--- start Task inputs ---
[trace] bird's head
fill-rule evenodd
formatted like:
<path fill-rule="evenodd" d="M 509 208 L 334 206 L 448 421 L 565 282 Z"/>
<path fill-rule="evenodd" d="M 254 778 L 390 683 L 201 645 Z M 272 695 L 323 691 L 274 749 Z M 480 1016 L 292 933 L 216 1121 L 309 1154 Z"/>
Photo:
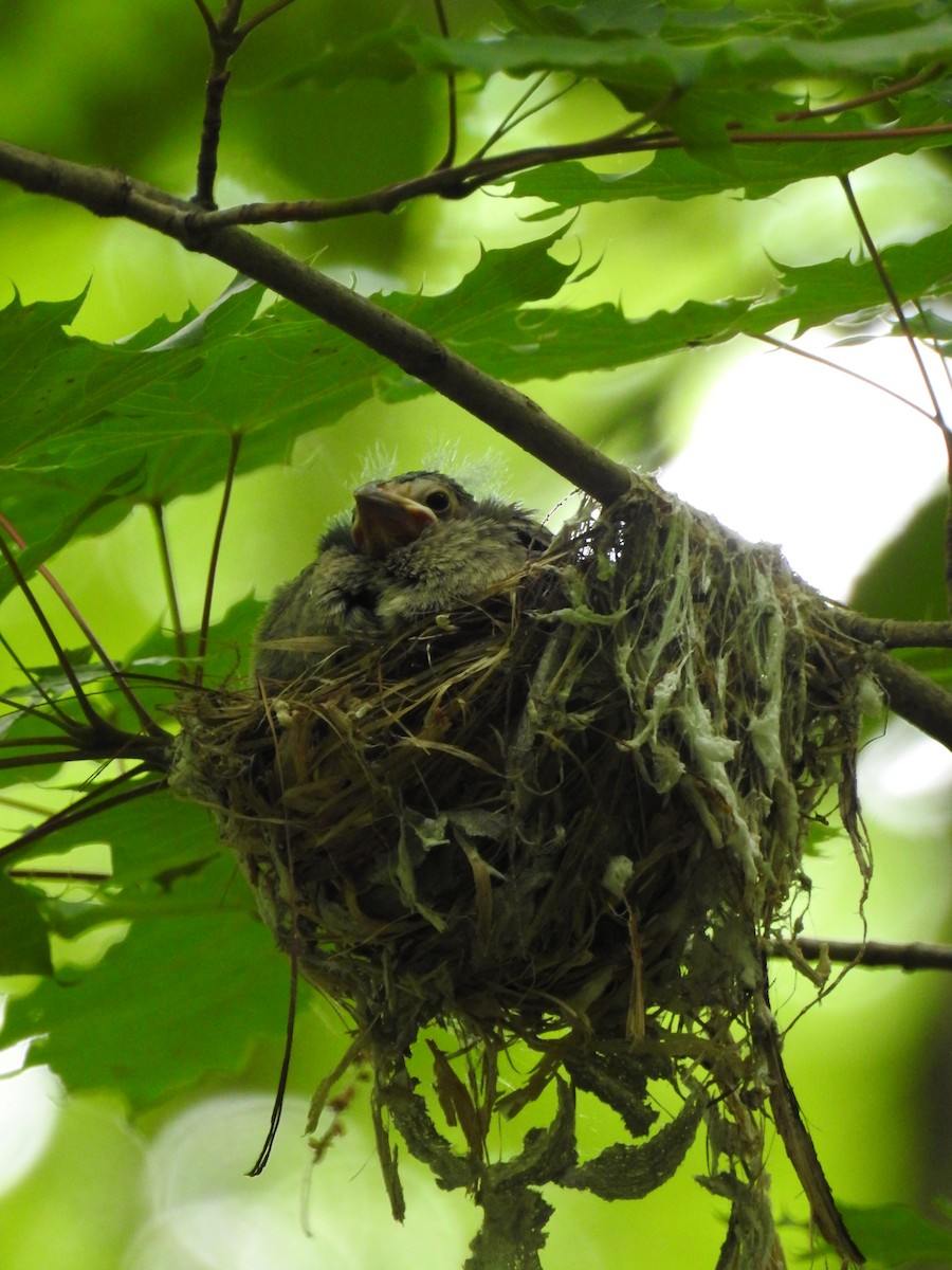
--- end Task inputs ---
Output the lines above verbatim, each one unchanged, but leave the picture out of your answer.

[trace] bird's head
fill-rule evenodd
formatted like:
<path fill-rule="evenodd" d="M 509 208 L 334 206 L 448 421 L 565 282 Z"/>
<path fill-rule="evenodd" d="M 254 778 L 390 683 L 201 645 Z M 272 695 L 323 691 L 274 749 Z M 480 1016 L 292 933 L 216 1121 L 309 1154 Z"/>
Photo:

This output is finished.